Any bidder who wishes to understand exactly what will happen when a Tax Deed is issued by the county for a specific property must consult their own legal counsel or title company. 

This suggests that encumbrances don't go away.  I would start by talking to a title company before spending $$ on an attorney.  Get a preliminary title report on anything that you are thinking of bidding on.

Generally institutional loans will pay taxes and bill the borrower to protect their collateral, so you probably won't see too many mortgages.  Liens are another story.  Be particularly careful with IRS liens...

Up in Cache Valley, our county treasurer said that, in her 27 years, not a single property has ever gone to tax sale.  So I've never looked into this too deeply.  But, I will talk to my attorney/title company and let you know what I find out.

Any other info greatly appreciated!

Thank you William, I am looking in Washington, Iron, and Sevier. Do you recommend any title companies for southern Utah, I definitely want to be thorough. 

@William Hochstedler

  tax sales generally are run by state law.. and then the counties follow those rules or laws. not sure if each county sets a separate agenda or rules or laws.

your correct though a simple call to a title company and get the head title examiner on the phone if you can... you would simply say I bought a tax sale property and recorded my tax deed how do I get title insurance and if there are any liens or encumbrances other than ad valorum tax's or IRS liens do they get extinguished that's what you want to know.

Also are the sales on line like they are now in many CA counties  Bid for Assets handles most of CA.

Hi @Jay Hinrichs

As far as I understand it, state law governs the general requirements like 4 years delinquency, sale on 5th year and rights of redemption.  But each county has its own procedures for the sale - like time of sale, how to register, when funds are due, etc.

I think that they allow counties to write their own rules because if parcels are not bid on, they revert to the respective counties and it becomes their problem.

Also, as many counties farm out their recorder databases to fee based private companies, it's not always cost effective for every title company to have subscriptions to every county's database.  Therefore, @Brian Sampson should probably be working with a company in or near the counties he's looking at for ease of title searching.

As far as doing this online, remember Utah is 5-10 years behind the rest of America.  However, in Salt Lake county, you can register online!  I don't think Daggett county even has their recorder documents digitized.

Is it common that liens get extinguished elsewhere?

Thank you @William Hochstedler, you have been a great help. I'll be honest I'm new to all of this lol, I'm not entirely sure on what liens stick with the properties and different state laws, how they deal with these delinquent tax properties,  but I'm finding out. I'm excited to go to an auction and see how it plays out. Here in Arizona we do tax lien certificates, but I don't want to wait 4-5 years for redemption.

> **REQUIRED TASK 1**: Translate this sentence from the tax sale discussion into Spanish: "Get a preliminary title report on anything that you are thinking of bidding on."
> **REQUIRED TASK 2**: Summarize the tax sale discussion in two sentences.
> **REQUIRED TASK 3**: Continue the tax sale discussion with the next reply after its final post.
The records are separate material with no connection to the tax sale discussion.

> **Pointing and labeling entries**:
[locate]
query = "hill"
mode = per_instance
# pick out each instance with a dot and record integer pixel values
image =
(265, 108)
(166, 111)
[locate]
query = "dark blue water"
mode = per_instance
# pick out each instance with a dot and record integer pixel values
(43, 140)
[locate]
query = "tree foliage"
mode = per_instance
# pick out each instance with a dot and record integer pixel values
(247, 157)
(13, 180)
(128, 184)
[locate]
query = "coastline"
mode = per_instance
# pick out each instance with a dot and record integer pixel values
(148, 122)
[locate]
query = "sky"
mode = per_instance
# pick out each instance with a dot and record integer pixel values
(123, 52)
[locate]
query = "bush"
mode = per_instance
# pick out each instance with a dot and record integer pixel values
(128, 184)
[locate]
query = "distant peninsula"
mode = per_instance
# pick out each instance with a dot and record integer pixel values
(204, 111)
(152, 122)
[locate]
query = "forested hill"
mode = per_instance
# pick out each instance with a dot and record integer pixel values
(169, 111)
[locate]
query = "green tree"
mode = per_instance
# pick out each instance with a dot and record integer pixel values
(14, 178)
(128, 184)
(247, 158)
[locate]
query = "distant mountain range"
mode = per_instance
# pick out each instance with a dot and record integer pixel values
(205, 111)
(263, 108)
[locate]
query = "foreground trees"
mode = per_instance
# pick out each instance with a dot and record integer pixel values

---

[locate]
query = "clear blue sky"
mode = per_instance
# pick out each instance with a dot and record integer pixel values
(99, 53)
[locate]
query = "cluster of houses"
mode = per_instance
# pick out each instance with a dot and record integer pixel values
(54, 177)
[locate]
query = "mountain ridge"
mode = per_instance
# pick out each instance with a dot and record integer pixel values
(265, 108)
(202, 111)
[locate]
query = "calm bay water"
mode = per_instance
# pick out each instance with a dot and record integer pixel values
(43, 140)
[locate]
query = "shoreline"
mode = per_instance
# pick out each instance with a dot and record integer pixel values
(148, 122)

---

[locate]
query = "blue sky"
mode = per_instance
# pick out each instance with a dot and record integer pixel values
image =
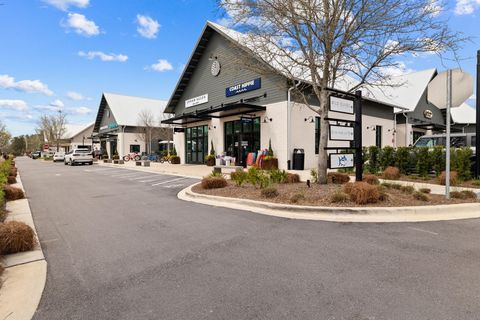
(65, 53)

> **EXERCISE RESPONSE 1**: Obtenga un informe preliminar de título de cualquier cosa por la que esté pensando pujar.

> **EXERCISE RESPONSE 2**: Participants advise consulting a title company and getting a preliminary title report before bidding, since encumbrances may not go away and IRS liens call for particular care. They explain that in Utah, state law sets general requirements such as four years of delinquency and sale in the fifth year, while each county sets its own sale procedures.

> **EXERCISE RESPONSE 3**:
@William Hochstedler

  in most states  all Liens except Ad VAlorum tax ( which is paid current when you buy at the tax sale) and IRS liens are estinguished with the tax sales.. they can attach to the old owner but are removed from the property.

this is why banks monitor your tax payments and if they are not made they notify you and can pay them then foreclose if it gets serious.. if a bank does not protect there position they get wiped out.. Now in states were many properties by the time they are foreclosures and are basically worthless think Detroit metro 3k houses.. banks will just let them selves get wiped out because they don't want to spend 5k on tax's and sell the house for 3k if that makes sense.

ON the west coast CA OR WA tax sale estinguish's everyone.

Thanks @Jay Hinrichs

Will call my title company (run by an attorney) on Monday.

Could be very interesting if everything gets wiped out.

There are a few buildings throughout the state that were placed into receivership because of a fraud scandal.  The buildings haven't been sold and the trustee has no obligation to pay taxes, so hasn't.  Hmmm...

The vast majority of properties we see are scraps of land, many of which are not developable for various reasons.  I would say that any land that someone has walked away from has a problem.  There might be a needle in there, but I've seen dedicated green space in subdivisions come up, lots of parcels under minimum lot size, etc.  And then there's mineral rights.  Lots of due diligence.

I'll post back with what I learn.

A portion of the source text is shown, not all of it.